__TASK TO CARRY OUT__.
Please find every line in the material below that contains the string "blue", and copy each of those lines out. Case counts.

__DATA SECTION__.

-- start --

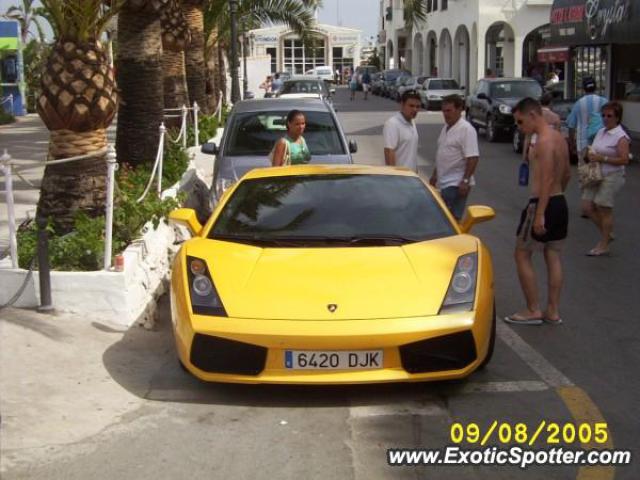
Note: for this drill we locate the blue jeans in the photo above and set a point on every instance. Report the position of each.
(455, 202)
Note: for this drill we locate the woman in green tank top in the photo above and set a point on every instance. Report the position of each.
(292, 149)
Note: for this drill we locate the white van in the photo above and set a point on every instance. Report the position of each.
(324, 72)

-- end --
-- start --

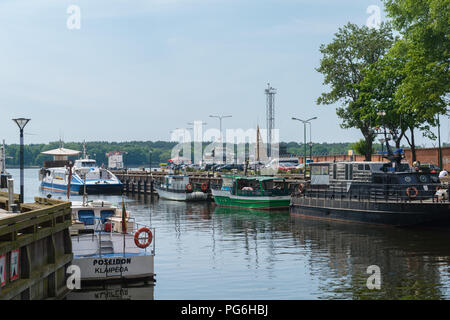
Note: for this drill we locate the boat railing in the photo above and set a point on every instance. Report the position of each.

-- end --
-- start --

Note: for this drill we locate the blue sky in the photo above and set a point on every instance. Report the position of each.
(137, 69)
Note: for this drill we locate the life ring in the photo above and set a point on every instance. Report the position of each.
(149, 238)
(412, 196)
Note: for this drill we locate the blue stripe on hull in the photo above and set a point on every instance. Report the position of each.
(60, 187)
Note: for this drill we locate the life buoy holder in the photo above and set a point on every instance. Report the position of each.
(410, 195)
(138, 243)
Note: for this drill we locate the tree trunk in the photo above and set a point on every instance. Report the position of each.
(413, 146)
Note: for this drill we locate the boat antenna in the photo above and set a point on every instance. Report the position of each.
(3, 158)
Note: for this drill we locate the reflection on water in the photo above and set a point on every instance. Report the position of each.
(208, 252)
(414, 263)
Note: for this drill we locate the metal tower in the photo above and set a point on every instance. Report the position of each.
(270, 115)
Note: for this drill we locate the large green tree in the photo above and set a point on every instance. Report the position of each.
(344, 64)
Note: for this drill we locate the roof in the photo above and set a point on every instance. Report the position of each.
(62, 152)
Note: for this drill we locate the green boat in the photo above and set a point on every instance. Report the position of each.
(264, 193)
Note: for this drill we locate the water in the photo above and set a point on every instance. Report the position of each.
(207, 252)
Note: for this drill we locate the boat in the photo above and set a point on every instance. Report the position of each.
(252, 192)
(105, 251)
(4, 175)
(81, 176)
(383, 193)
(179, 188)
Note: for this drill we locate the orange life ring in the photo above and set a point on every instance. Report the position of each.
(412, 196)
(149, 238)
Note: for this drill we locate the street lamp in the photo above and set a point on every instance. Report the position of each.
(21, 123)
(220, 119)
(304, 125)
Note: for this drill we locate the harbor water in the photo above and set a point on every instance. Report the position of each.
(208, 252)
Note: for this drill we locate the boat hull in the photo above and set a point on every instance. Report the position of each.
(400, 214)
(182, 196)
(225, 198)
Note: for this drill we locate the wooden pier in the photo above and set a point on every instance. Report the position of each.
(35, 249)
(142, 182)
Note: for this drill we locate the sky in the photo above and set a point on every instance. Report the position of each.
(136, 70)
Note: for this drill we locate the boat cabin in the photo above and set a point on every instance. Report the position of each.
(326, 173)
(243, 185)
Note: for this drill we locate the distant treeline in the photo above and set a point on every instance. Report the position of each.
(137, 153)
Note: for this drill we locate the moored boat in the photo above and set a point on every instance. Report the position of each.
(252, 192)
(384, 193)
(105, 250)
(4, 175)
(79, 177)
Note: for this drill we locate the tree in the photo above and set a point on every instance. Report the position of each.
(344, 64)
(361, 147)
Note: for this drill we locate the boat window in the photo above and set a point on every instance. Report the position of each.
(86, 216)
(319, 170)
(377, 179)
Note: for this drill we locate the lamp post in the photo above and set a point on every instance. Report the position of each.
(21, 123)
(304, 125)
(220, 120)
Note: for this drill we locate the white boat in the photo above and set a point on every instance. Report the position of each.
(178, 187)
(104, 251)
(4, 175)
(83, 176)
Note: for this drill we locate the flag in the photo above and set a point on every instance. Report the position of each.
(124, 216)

-- end --

__ANSWER TO THE EXERCISE__.
Note: for this drill we locate the blue jeans in the photo above and set a point on every instance. Report the position of each.
Note: for this drill we locate the blue sky in the photo above and set a point on every instance. Report the position of each.
Note: for this drill we locate the blue stripe on hull in the photo above and set a point on every instance. Report the position of each.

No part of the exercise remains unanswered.